*Work required:* The whole listing, except its pictures, is to be repeated exactly.

○ ○ ○ ○

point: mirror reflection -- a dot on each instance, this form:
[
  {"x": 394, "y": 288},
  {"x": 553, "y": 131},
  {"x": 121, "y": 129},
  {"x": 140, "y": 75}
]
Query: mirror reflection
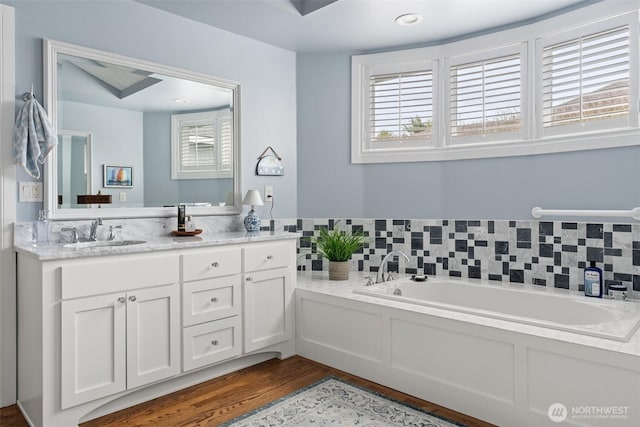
[
  {"x": 74, "y": 167},
  {"x": 146, "y": 137}
]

○ ○ ○ ○

*Solution:*
point: mirror reflection -- a dot on each instance, this form:
[
  {"x": 394, "y": 288},
  {"x": 553, "y": 131},
  {"x": 121, "y": 129},
  {"x": 140, "y": 75}
]
Query: mirror reflection
[
  {"x": 74, "y": 167},
  {"x": 146, "y": 137}
]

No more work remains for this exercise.